Written request | Copy out every item below word for word, keeping each line as it is.

Records from a dataset
+++

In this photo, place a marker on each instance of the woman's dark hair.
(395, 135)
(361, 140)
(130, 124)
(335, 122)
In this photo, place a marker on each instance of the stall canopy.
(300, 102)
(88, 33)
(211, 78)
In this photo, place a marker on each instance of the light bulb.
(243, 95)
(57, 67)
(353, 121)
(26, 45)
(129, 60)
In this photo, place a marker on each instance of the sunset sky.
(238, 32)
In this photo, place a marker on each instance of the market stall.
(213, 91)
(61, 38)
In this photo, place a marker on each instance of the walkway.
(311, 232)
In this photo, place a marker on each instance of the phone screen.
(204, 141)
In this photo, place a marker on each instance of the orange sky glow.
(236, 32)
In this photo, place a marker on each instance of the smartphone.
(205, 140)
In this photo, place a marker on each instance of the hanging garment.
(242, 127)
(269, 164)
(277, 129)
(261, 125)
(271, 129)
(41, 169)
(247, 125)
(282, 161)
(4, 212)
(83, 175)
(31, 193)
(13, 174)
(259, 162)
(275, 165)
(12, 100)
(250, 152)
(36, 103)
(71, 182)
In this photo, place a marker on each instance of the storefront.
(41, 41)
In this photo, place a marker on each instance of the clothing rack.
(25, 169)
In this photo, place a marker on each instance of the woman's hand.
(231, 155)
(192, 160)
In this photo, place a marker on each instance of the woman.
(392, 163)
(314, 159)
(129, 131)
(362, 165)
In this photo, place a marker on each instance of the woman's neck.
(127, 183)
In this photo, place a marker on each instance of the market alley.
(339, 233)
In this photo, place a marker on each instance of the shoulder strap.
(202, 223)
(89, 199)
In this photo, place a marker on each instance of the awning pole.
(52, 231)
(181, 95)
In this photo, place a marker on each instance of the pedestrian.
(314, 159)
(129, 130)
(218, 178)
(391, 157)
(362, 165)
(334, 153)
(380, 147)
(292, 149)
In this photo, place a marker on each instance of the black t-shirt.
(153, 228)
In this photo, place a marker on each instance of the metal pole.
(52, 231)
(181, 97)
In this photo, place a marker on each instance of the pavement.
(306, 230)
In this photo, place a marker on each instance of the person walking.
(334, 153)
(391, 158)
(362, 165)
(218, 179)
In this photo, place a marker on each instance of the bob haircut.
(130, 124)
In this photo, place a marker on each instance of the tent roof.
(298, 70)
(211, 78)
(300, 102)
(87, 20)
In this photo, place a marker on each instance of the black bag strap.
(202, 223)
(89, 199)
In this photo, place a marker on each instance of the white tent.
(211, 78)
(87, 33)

+++

Complete output |
In this photo, place a marker on each instance of the woman's dark hair.
(395, 135)
(361, 140)
(130, 124)
(335, 122)
In this photo, place a marker on each instance of the stall canopy.
(300, 102)
(88, 33)
(211, 78)
In this photo, place a marker on each instance of the light bulb.
(243, 95)
(57, 67)
(353, 121)
(26, 45)
(129, 60)
In this photo, place a marker on each instance of the sunset sky.
(238, 32)
In this photo, place a marker on each instance of the market stall.
(213, 91)
(61, 38)
In this photo, place a marker on each instance of the walkway.
(311, 232)
In this photo, place a marker on each instance of the phone screen.
(204, 141)
In this photo, place a marker on each instance of the orange sky glow.
(236, 32)
In this photo, place a marker on each instance of the smartphone.
(205, 140)
In this photo, place a marker on each instance of the hanging garment.
(242, 127)
(269, 164)
(277, 129)
(261, 125)
(271, 129)
(41, 169)
(247, 125)
(282, 161)
(4, 212)
(83, 175)
(31, 193)
(13, 174)
(259, 162)
(275, 165)
(12, 100)
(250, 152)
(36, 103)
(71, 182)
In this photo, place a marker on each instance of the storefront.
(41, 41)
In this photo, place a marker on each instance of the clothing rack.
(25, 169)
In this photo, place a marker on each instance of the woman's hand.
(231, 155)
(192, 160)
In this photo, place a marker on each instance of the woman.
(392, 163)
(314, 159)
(129, 131)
(362, 165)
In this photo, place a marker on each instance of the woman's neck.
(127, 183)
In this photo, place a marker on each instance of the market alley.
(339, 233)
In this photo, place a marker on each instance of the shoulder strap.
(202, 223)
(89, 199)
In this photo, place a marker on each instance of the awning pole.
(52, 231)
(181, 95)
In this photo, place a marker on each instance of the pedestrian.
(314, 159)
(129, 130)
(218, 178)
(391, 157)
(362, 165)
(334, 153)
(380, 147)
(292, 149)
In this photo, place a marker on each instance of the black t-shirt.
(153, 228)
In this photo, place a marker on each instance of the metal pole.
(52, 231)
(181, 97)
In this photo, place a marker on each instance of the pavement.
(306, 230)
In this photo, place a marker on each instance of the person walking.
(334, 153)
(391, 158)
(362, 165)
(218, 179)
In this photo, place a marker on each instance of the bob haircut.
(130, 124)
In this photo, place a marker on each instance of the tent roof.
(298, 70)
(211, 78)
(300, 102)
(87, 20)
In this photo, place a marker on each instance of the black bag strap.
(202, 223)
(89, 199)
In this photo, place a marker on each instance of the white tent.
(211, 78)
(87, 33)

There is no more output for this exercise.